- [Entries shown]:
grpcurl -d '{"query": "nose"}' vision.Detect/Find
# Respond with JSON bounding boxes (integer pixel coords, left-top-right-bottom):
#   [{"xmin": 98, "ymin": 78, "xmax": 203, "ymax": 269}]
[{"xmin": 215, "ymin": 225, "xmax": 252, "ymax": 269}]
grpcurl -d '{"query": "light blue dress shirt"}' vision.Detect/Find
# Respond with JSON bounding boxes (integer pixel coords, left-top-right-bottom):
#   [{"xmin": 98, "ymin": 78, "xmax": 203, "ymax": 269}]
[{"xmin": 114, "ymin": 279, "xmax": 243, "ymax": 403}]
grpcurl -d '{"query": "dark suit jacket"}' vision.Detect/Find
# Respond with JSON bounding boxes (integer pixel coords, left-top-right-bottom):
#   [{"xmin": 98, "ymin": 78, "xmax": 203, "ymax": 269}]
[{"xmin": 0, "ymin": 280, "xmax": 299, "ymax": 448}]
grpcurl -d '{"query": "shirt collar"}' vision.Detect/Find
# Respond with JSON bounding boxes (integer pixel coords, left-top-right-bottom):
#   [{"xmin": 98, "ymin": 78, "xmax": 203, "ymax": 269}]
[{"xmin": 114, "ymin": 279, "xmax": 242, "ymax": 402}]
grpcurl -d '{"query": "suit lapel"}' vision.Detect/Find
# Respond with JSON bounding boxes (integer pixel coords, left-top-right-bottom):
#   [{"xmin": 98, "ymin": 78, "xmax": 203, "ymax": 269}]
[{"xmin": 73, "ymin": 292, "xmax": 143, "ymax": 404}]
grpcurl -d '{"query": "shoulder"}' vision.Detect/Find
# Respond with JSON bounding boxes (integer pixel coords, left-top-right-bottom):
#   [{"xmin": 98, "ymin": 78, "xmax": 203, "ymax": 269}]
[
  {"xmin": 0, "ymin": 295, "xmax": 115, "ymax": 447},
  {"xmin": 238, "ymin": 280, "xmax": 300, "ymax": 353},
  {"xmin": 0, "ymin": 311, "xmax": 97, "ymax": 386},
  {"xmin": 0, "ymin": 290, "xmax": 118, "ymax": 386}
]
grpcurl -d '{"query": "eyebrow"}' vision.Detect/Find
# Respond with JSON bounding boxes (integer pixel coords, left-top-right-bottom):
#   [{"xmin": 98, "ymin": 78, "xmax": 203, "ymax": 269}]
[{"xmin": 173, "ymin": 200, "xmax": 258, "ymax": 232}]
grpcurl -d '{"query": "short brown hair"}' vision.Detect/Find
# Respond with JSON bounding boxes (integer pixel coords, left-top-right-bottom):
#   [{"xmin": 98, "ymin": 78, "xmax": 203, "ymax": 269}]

- [Required work]:
Whenever the word "grpcurl" appears in a line of the listing, report that line.

- [Finished task]:
grpcurl -d '{"query": "nose"}' vision.Detect/Find
grpcurl -d '{"query": "light blue dress shirt"}' vision.Detect/Find
grpcurl -d '{"query": "dark suit jacket"}' vision.Detect/Find
grpcurl -d '{"query": "shirt collar"}' vision.Detect/Find
grpcurl -d '{"query": "suit lapel"}' vision.Detect/Find
grpcurl -d '{"query": "shoulder"}' vision.Detect/Find
grpcurl -d '{"query": "eyebrow"}' vision.Detect/Find
grpcurl -d '{"query": "short brown hair"}' vision.Detect/Find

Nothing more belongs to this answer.